(Coordinate annotation records)
****************************************

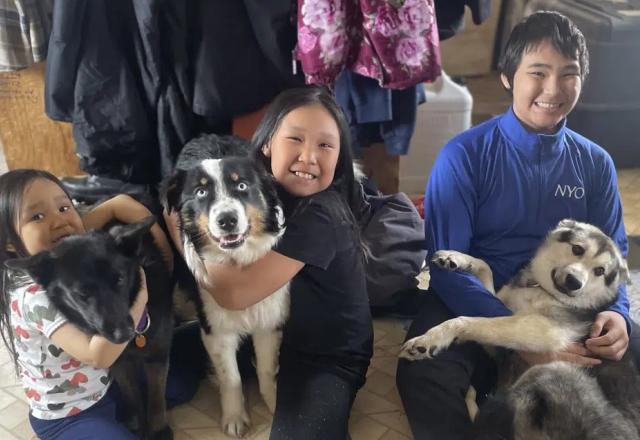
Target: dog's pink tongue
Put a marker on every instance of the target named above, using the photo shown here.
(230, 238)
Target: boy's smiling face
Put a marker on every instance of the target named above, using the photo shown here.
(546, 87)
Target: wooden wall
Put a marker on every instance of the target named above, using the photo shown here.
(29, 138)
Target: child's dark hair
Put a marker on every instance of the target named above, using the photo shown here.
(12, 187)
(541, 26)
(344, 180)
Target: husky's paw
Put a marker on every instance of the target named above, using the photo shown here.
(236, 425)
(452, 260)
(269, 395)
(433, 341)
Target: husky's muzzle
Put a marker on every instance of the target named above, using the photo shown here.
(567, 282)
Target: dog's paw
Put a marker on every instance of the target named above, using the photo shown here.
(432, 342)
(269, 396)
(236, 425)
(452, 260)
(164, 434)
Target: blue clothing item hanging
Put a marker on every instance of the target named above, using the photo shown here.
(376, 114)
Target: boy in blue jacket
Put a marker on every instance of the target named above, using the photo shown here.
(494, 193)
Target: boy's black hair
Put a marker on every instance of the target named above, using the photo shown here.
(344, 180)
(541, 26)
(12, 187)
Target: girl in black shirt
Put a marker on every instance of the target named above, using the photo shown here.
(328, 339)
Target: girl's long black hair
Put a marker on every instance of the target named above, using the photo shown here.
(344, 181)
(12, 187)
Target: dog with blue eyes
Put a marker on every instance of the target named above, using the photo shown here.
(573, 276)
(229, 212)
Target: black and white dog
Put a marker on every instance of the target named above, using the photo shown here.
(229, 212)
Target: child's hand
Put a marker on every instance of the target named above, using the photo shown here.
(126, 209)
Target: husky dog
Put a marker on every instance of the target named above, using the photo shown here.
(228, 212)
(573, 276)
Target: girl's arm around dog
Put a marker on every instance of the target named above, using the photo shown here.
(237, 287)
(125, 209)
(95, 350)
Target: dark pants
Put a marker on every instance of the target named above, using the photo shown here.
(433, 392)
(313, 401)
(96, 423)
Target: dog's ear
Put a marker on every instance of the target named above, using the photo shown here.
(170, 190)
(40, 267)
(128, 238)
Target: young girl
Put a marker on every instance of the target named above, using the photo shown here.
(64, 371)
(327, 341)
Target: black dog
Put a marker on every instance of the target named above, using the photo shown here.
(93, 280)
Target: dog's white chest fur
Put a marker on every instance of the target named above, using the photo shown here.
(269, 313)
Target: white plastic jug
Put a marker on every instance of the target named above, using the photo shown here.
(446, 113)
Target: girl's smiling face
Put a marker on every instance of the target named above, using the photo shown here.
(304, 150)
(46, 216)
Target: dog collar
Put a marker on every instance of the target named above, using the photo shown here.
(144, 323)
(141, 328)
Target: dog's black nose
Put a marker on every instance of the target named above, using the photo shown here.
(227, 221)
(572, 283)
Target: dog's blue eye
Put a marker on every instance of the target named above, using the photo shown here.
(201, 192)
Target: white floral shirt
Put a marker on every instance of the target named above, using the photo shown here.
(56, 384)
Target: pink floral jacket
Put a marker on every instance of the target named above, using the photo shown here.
(393, 41)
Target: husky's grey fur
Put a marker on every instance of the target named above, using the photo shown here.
(573, 276)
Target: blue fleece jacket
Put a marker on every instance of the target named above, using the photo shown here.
(497, 189)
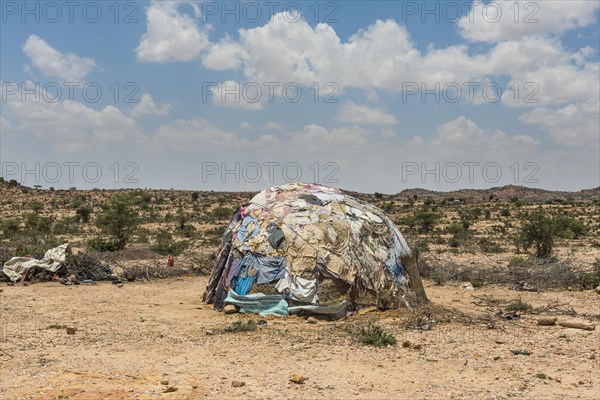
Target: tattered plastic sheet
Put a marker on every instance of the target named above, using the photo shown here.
(258, 303)
(16, 267)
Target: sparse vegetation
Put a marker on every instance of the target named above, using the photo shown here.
(375, 335)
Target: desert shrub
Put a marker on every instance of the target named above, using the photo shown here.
(518, 306)
(221, 213)
(9, 227)
(118, 219)
(453, 242)
(64, 226)
(591, 280)
(37, 224)
(569, 227)
(489, 246)
(166, 245)
(374, 335)
(427, 220)
(540, 231)
(82, 214)
(438, 278)
(241, 326)
(102, 244)
(86, 265)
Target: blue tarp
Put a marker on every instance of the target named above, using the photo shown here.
(268, 269)
(243, 285)
(248, 222)
(258, 303)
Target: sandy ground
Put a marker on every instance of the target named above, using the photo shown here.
(136, 341)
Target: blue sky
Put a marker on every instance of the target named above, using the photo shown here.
(394, 95)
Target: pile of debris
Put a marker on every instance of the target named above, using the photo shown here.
(298, 242)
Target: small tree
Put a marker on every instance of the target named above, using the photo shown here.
(118, 220)
(427, 220)
(221, 213)
(540, 231)
(82, 214)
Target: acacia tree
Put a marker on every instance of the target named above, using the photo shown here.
(118, 219)
(540, 231)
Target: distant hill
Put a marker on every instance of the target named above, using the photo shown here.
(503, 193)
(507, 193)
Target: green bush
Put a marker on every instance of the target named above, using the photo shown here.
(591, 280)
(437, 278)
(241, 326)
(519, 306)
(118, 219)
(9, 227)
(166, 246)
(374, 335)
(102, 244)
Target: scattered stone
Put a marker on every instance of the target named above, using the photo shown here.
(415, 346)
(130, 276)
(297, 379)
(230, 309)
(524, 287)
(577, 325)
(366, 310)
(547, 321)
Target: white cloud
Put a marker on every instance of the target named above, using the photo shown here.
(51, 62)
(364, 115)
(557, 84)
(575, 124)
(227, 54)
(4, 124)
(232, 94)
(72, 127)
(273, 125)
(147, 106)
(508, 20)
(383, 56)
(170, 35)
(462, 138)
(197, 135)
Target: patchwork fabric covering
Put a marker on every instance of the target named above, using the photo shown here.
(298, 237)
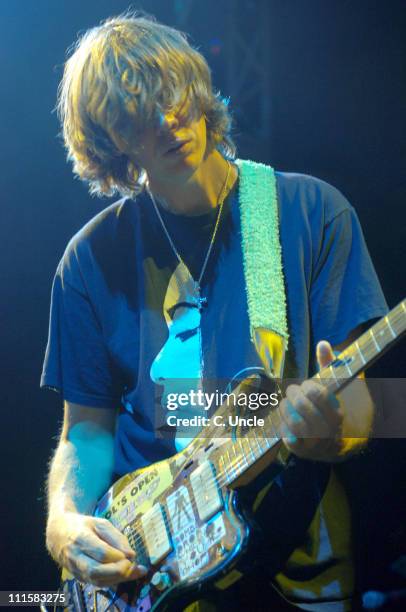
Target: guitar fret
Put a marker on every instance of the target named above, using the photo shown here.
(347, 365)
(360, 353)
(371, 333)
(390, 326)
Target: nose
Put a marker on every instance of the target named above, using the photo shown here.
(168, 121)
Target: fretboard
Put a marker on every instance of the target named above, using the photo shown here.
(242, 452)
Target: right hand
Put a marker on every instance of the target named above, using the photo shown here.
(92, 549)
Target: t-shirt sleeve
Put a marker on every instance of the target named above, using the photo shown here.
(77, 363)
(345, 291)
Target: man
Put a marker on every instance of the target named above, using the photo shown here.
(152, 292)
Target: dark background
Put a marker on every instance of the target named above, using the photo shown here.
(337, 77)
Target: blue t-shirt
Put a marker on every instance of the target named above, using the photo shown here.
(118, 337)
(123, 334)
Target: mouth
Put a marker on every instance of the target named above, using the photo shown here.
(176, 146)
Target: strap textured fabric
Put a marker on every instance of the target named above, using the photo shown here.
(262, 252)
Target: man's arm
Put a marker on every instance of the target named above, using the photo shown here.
(92, 549)
(322, 427)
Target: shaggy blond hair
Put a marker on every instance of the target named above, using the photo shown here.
(127, 72)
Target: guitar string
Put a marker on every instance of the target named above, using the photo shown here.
(235, 465)
(241, 461)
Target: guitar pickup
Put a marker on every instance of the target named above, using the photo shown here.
(206, 491)
(156, 536)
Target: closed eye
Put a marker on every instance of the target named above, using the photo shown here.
(189, 333)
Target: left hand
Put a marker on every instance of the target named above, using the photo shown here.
(312, 417)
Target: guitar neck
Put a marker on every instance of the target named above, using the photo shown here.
(238, 456)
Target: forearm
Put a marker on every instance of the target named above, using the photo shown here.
(80, 470)
(357, 409)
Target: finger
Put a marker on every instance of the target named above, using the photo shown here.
(314, 424)
(292, 420)
(93, 546)
(326, 404)
(324, 353)
(110, 534)
(106, 574)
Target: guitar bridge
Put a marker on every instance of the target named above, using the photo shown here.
(156, 536)
(206, 491)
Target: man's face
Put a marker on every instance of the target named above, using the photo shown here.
(172, 150)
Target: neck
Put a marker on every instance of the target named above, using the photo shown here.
(199, 193)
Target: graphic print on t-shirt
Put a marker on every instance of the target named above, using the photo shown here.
(178, 367)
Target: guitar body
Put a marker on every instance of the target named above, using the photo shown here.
(183, 525)
(180, 515)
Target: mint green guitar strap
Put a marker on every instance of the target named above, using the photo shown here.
(262, 260)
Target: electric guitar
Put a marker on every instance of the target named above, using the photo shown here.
(180, 515)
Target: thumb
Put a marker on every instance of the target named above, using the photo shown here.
(324, 353)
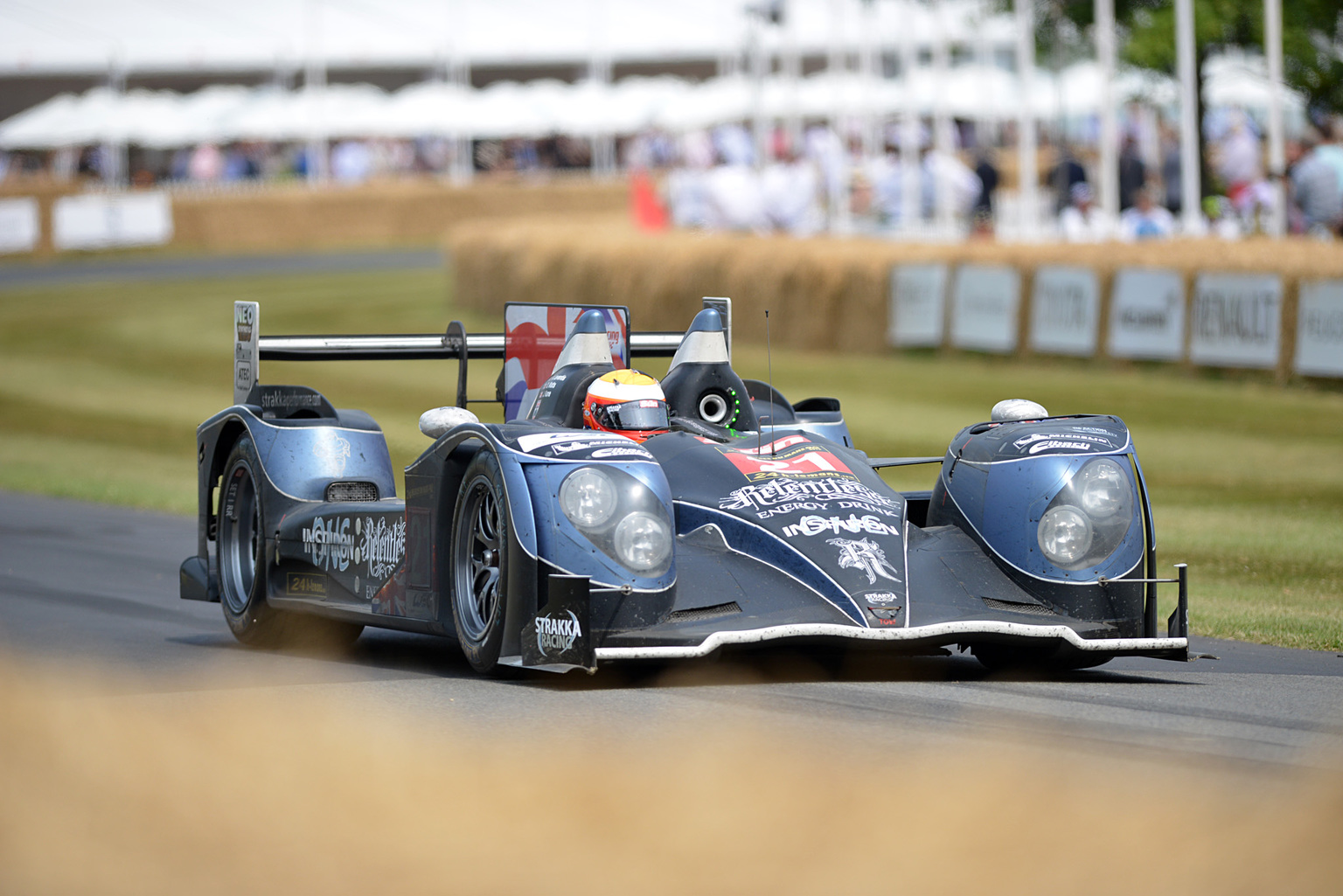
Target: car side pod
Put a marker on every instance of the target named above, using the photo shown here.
(559, 637)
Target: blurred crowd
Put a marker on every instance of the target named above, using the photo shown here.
(818, 180)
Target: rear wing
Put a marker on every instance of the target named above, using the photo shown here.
(250, 347)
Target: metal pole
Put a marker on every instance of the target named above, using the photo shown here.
(1190, 177)
(759, 127)
(940, 122)
(868, 72)
(1026, 162)
(1108, 174)
(911, 188)
(1276, 156)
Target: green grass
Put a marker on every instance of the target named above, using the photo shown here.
(102, 385)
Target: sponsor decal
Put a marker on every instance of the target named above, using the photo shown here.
(336, 543)
(333, 453)
(535, 441)
(275, 399)
(383, 545)
(558, 635)
(621, 452)
(866, 556)
(880, 597)
(813, 524)
(791, 457)
(305, 585)
(330, 545)
(1070, 441)
(789, 496)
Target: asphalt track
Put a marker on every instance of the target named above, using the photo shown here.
(95, 588)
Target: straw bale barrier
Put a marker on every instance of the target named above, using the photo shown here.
(822, 293)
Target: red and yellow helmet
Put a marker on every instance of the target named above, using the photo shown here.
(626, 402)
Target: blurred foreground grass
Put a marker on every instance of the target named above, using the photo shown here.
(301, 790)
(102, 385)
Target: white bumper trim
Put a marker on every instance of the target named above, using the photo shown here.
(920, 633)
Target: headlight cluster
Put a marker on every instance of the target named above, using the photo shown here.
(621, 516)
(1087, 520)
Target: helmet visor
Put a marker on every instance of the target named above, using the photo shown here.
(639, 415)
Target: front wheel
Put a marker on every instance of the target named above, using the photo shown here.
(480, 562)
(242, 568)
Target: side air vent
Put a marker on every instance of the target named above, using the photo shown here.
(700, 615)
(351, 492)
(1012, 606)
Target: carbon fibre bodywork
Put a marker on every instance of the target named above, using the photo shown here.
(786, 532)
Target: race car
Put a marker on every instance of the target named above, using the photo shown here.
(744, 520)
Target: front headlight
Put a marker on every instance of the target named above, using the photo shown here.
(1104, 490)
(619, 515)
(642, 542)
(1065, 535)
(588, 497)
(1089, 516)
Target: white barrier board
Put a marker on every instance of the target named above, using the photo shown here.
(1064, 310)
(1319, 328)
(20, 225)
(984, 308)
(1237, 320)
(1147, 315)
(107, 220)
(917, 302)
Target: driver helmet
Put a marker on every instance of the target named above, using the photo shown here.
(626, 402)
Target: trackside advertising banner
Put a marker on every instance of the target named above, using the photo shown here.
(1065, 310)
(917, 304)
(246, 348)
(1319, 328)
(984, 308)
(1147, 315)
(110, 220)
(1235, 320)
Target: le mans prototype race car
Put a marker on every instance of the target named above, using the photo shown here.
(538, 543)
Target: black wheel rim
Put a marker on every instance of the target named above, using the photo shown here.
(240, 538)
(478, 560)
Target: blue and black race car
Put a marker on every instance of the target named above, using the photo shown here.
(538, 543)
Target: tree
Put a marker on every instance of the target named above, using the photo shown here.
(1312, 40)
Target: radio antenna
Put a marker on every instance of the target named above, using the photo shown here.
(769, 358)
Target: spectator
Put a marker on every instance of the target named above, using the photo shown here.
(352, 162)
(1132, 174)
(1082, 222)
(987, 174)
(1170, 170)
(1064, 177)
(1238, 163)
(1145, 219)
(1317, 203)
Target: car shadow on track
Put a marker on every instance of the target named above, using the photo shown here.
(418, 655)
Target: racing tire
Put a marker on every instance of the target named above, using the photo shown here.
(1002, 658)
(480, 560)
(243, 568)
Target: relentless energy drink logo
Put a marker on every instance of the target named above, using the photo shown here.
(790, 496)
(791, 457)
(558, 636)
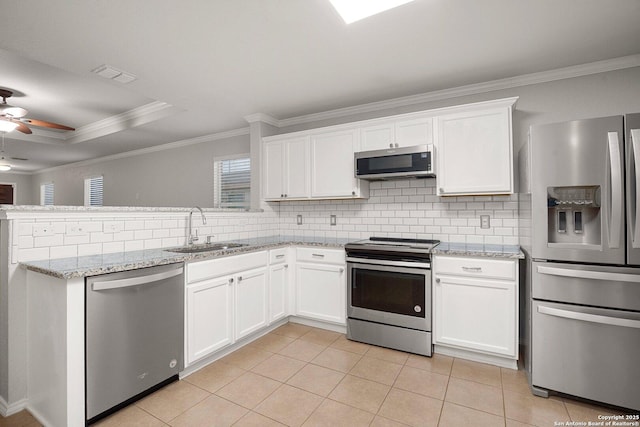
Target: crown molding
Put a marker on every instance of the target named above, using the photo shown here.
(135, 117)
(129, 119)
(472, 89)
(156, 148)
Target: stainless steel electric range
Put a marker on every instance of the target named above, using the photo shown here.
(389, 293)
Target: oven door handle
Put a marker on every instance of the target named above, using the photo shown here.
(389, 263)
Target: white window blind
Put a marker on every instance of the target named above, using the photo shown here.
(93, 191)
(46, 194)
(232, 183)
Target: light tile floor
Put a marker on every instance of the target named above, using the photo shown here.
(302, 376)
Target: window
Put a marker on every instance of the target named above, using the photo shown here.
(46, 194)
(93, 191)
(232, 182)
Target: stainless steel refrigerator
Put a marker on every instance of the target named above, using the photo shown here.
(584, 259)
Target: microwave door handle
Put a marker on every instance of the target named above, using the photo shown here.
(615, 221)
(635, 141)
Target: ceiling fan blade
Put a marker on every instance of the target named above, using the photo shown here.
(22, 127)
(44, 124)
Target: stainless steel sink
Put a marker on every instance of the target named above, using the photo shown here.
(206, 248)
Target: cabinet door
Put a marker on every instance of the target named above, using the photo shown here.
(474, 153)
(251, 301)
(377, 137)
(332, 166)
(278, 289)
(274, 169)
(414, 132)
(297, 182)
(476, 314)
(320, 292)
(209, 317)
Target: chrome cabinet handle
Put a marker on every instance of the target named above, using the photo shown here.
(635, 141)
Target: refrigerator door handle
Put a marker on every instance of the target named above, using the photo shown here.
(615, 222)
(586, 317)
(635, 140)
(589, 274)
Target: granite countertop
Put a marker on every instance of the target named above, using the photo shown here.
(92, 265)
(479, 250)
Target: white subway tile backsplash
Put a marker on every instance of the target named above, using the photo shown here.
(33, 254)
(90, 249)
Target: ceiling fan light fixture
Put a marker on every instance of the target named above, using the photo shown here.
(7, 126)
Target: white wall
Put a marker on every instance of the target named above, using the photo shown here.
(410, 208)
(176, 177)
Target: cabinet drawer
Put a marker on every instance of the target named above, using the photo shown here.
(201, 270)
(276, 256)
(329, 256)
(475, 267)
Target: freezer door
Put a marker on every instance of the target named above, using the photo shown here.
(602, 286)
(632, 145)
(577, 184)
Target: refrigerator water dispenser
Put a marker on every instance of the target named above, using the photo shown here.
(574, 215)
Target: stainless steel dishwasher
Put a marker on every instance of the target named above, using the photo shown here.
(134, 335)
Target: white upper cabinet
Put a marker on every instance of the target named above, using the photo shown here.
(286, 169)
(332, 164)
(474, 150)
(473, 153)
(398, 133)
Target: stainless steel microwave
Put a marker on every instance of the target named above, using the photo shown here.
(390, 163)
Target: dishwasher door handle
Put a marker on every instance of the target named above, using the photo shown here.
(135, 281)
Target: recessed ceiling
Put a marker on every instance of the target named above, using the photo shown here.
(203, 65)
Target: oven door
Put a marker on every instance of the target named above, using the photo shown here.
(387, 293)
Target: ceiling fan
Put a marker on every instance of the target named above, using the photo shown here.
(15, 116)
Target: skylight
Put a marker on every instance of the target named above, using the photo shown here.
(355, 10)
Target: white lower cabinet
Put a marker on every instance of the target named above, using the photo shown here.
(250, 302)
(321, 285)
(475, 306)
(209, 317)
(278, 289)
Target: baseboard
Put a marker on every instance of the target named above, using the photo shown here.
(6, 410)
(503, 362)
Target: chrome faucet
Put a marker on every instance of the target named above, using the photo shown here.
(191, 237)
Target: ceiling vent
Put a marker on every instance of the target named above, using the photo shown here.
(108, 72)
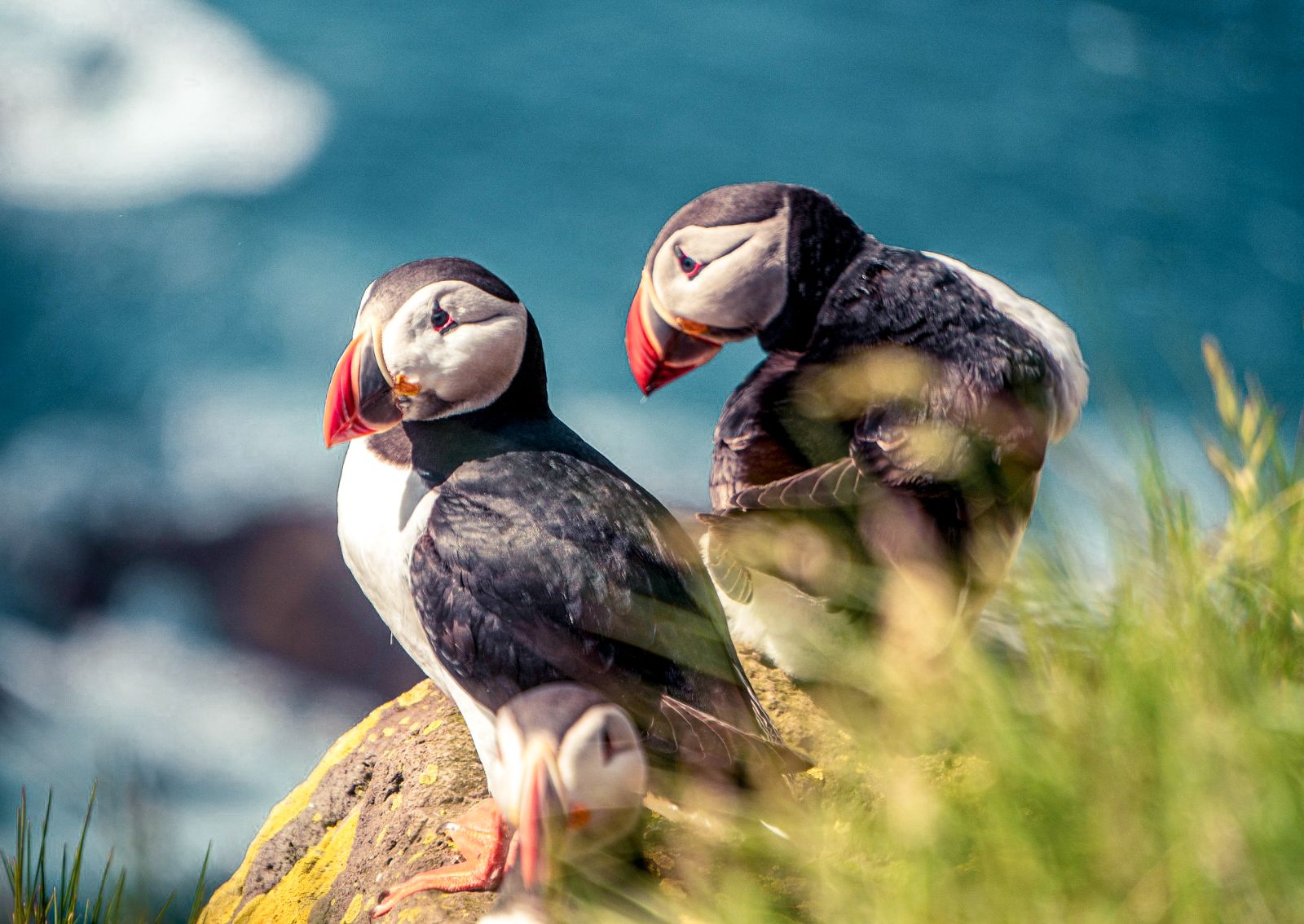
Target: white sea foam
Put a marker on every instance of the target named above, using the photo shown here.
(111, 104)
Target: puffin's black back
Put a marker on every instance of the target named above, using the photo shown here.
(543, 563)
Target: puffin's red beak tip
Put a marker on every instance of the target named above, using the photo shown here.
(345, 419)
(658, 352)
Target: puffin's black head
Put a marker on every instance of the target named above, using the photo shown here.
(434, 338)
(750, 260)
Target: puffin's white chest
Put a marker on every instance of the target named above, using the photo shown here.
(382, 513)
(795, 631)
(384, 510)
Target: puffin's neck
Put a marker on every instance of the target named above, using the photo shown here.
(822, 243)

****************************************

THE PROBLEM –
Repeat exactly the lines from the one containing "Target: stainless steel microwave" to the last line of the records above, including both, and leave out any pictures.

PROBLEM SOLUTION –
Target: stainless steel microwave
Put a marker on every instance of the target named above, using the photo shown here.
(390, 163)
Target: dishwasher door handle
Put a marker on every instance of the target named above, using the photo shown here.
(135, 281)
Target: recessed ceiling
Put a marker on every instance of the target named above, using the photo shown here.
(203, 65)
Target: oven door
Put a marker on every instance of the target named above, using the photo shown here.
(387, 293)
Target: ceiling fan
Put a marker on every instance of the target named above, using the photo shown here.
(15, 116)
Target: skylight
Put a marker on every instance of the target named above, using the photo shown here.
(355, 10)
Target: white lower cabinet
Put a marker on every instance of the target named above, using the photo shown here.
(250, 302)
(321, 285)
(475, 306)
(209, 317)
(278, 289)
Target: baseboard
Put a marker on every instance of the target named above, using the photo shown here.
(6, 410)
(503, 362)
Target: chrome faucet
Put a marker on every instance of the target named above, using the photo shown here.
(191, 237)
Target: ceiling vent
Put a marker on every instance of the target named above, using the photo shown here.
(108, 72)
Target: white sea foam
Put a marker on every instance of the target named above, using the photo shown here.
(111, 104)
Target: puffin's black back
Put a marker on every instance of the target named above, using the photo shown here.
(543, 563)
Target: puffin's red beak tip
Put a marker on every instance of the target named above, using the photo shown here.
(345, 419)
(658, 352)
Target: puffin's black head
Put a marker on every instance of the target named above, using the photo shown here.
(434, 338)
(750, 260)
Target: puffin's white chest
Put a marker on every instance of the target named above, using the photo shown here.
(382, 513)
(795, 631)
(384, 510)
Target: puffin's neck
Put a marker on every instance of the target named above, using the photo shown here.
(822, 243)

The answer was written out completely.